═══ RECORDS FOR THE EXERCISE ═══

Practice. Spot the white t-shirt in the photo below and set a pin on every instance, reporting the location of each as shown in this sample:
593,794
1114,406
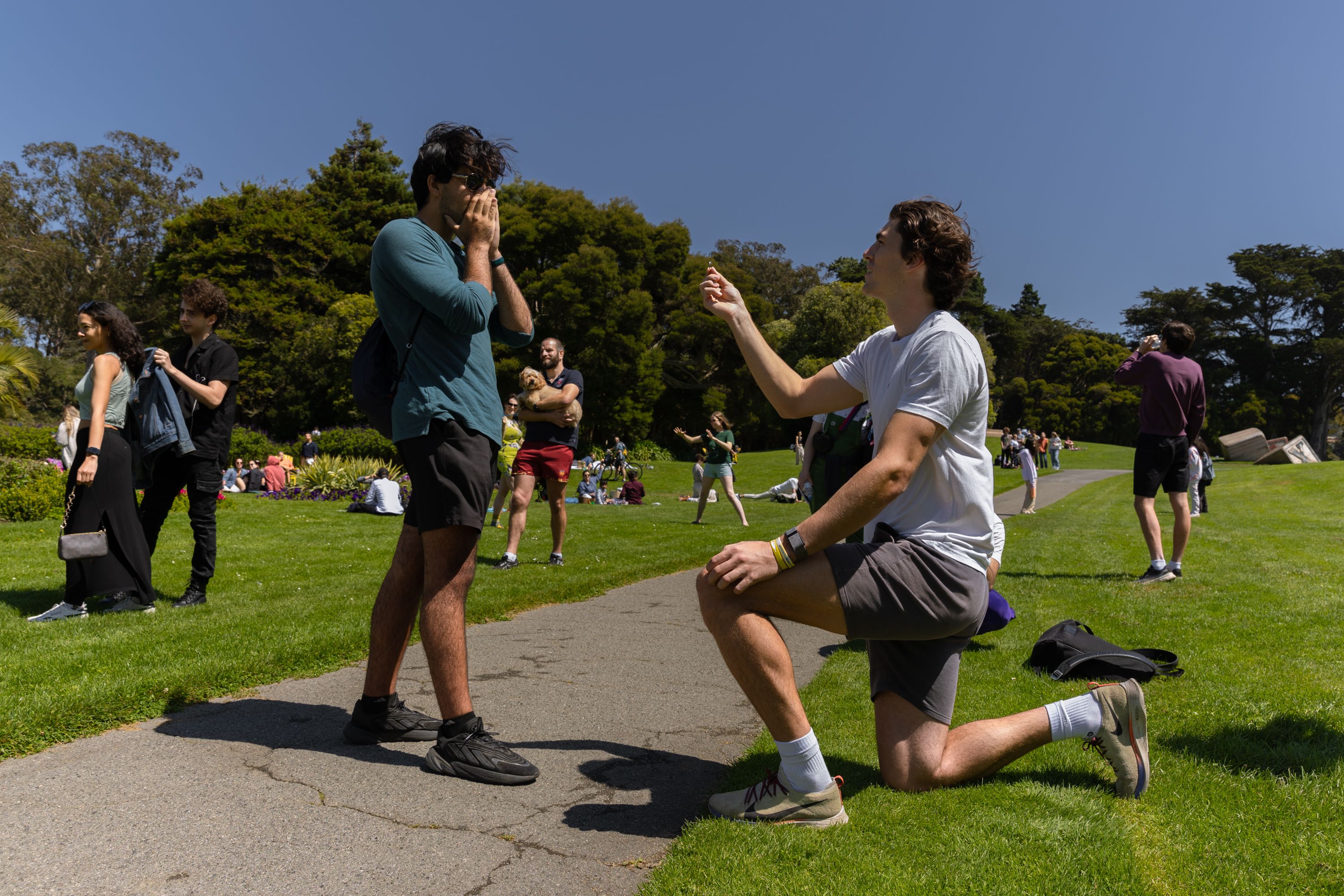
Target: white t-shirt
386,496
939,374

═══

*WHAT YOU NEED TO DO*: Please write out every line of the items again in full, offsetting each answer coordinate by -107 and leaving all other numbers unchanged. Omit the pictures.

*WORKED SOLUTION*:
Practice. Spot the white t-shirt in the photo below and set a pin on every instance, reporting the location of each as shown in this sample:
593,794
1114,406
Target: white t-shirt
279,389
832,267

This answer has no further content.